Defensins can be divided into α- and β-subfamilies, on the basis of the different spatial disposition of three disulfide bridges among three couples of cysteine residues. To date, six α-defensins have been characterized: the human neutrophil peptides 1–4, mainly produced by neutrophils, and the human defensins 5–6 expressed by the Paneth's cells (1). They contain 29–35 aminoacids and three disulfides bridges in a 1–6, 2–4, and 3–5 alignment and reveal a triple stranded β-sheet structure with a β-hairpin. Defensins have a broad spectrum of antimicrobial activity against bacteria, fungi, and even some enveloped viruses (1,5). Their arrangement allows them to insert into phospholipid membranes, resulting in the disruption of the normal barrier property of the membrane (1,5). Defensins can also assemble into multimeric pores that permeabilize cellular membranes. Phagocytic cells use defensins during killing and microbic ingestion (1,5). Defensins also lead to cytokines production by epithelium, white cell chemotaxis, wounds repair, and angiogenesis (1).

Several studies suggested that these peptides are involved in the pathogenesis of pulmonary infections (17). Pneumonia with or without associated bloodstream infection frequently occurs in preterm neonates requiring ventilatory support (8).

A recent study of Schaller-Bals et al. (9) evaluated, by Immunodot and Western Blotting assay, the presence and concentrations of human β-defensins 1–2 and cathelicidin LL-37/hCAP18 in the epithelial lining fluid (ELF) of mechanically ventilated newborns during pulmonary or systemic infection. These authors correlated their concentrations with each other and with inflammatory mediators (TNF-α and IL-8). Differently from murine homologous models, their results show that antimicrobial peptides in newborns are produced independently of the postmenstrual age. They found an increased secretion of these peptides in the ELF during systemic infection with or without pulmonary infection.

It has been reported that bronchoalveolar lavage fluid (BALF) of preterm neonates who need mechanical ventilation is rich in neutrophils (10), and to our knowledge, no specific studies exist about the production of α-defensins by neutrophilic cells and on their role in the airways of premature neonates. In a previous work, we evaluated the incidence and etiology of connatal pneumonia and ventilator-associated pneumonia in preterm newborns with birth weight ≤1250 g requiring intubation for at least 12 h. In this study, connatal pneumonia and ventilator-associated pneumonia incidence occurred in approximately 8% and 30% of patients per year, respectively (11).

In this study, by mass spectrometry, we analyzed whether α-defensins 1–4 are present in the BALF of preterm neonates undergoing mechanical ventilation and the influence of respiratory infections on their concentrations.

METHODS

Reagents and instruments.

All general chemicals and reagents were of analytical grade and were purchased from Farmitalia-Carlo Erba (Milan, Italy), Merck (Damstadt, Germany), and Sigma Chemical Co. Aldrich (St. Louis, MO). The HPLC-electrospray ionization (ESI)-mass spectrometer (MS) apparatus was a surveyor HPLC system (ThermoFinnigan, San Jose, CA) connected by a T splitter to a PDA diode-array detector and to an LCQ Deca XP Plus mass spectrometer. The mass spectrometer was equipped with an electrospray ion source. The chromatographic column was a Vydac (Hesperia, CA) C8 column, with 5 μm particle diameter (column dimensions 150 × 2.1 mm). Peptide sequencing was performed with a Procise 610A Protein Sequencer (Applied Biosystems, Foster City, CA).
::::
(Exercise details): From the passage on defensins, render the sentence "Defensins can also assemble into multimeric pores that permeabilize cellular membranes." in Spanish. The lines bear no relation to the passage on defensins.

(Source data):
::::
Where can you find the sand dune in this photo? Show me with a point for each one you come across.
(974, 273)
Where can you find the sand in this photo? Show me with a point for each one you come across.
::::
(Reply to the task): Las defensinas también pueden ensamblarse en poros multiméricos que permeabilizan las membranas celulares.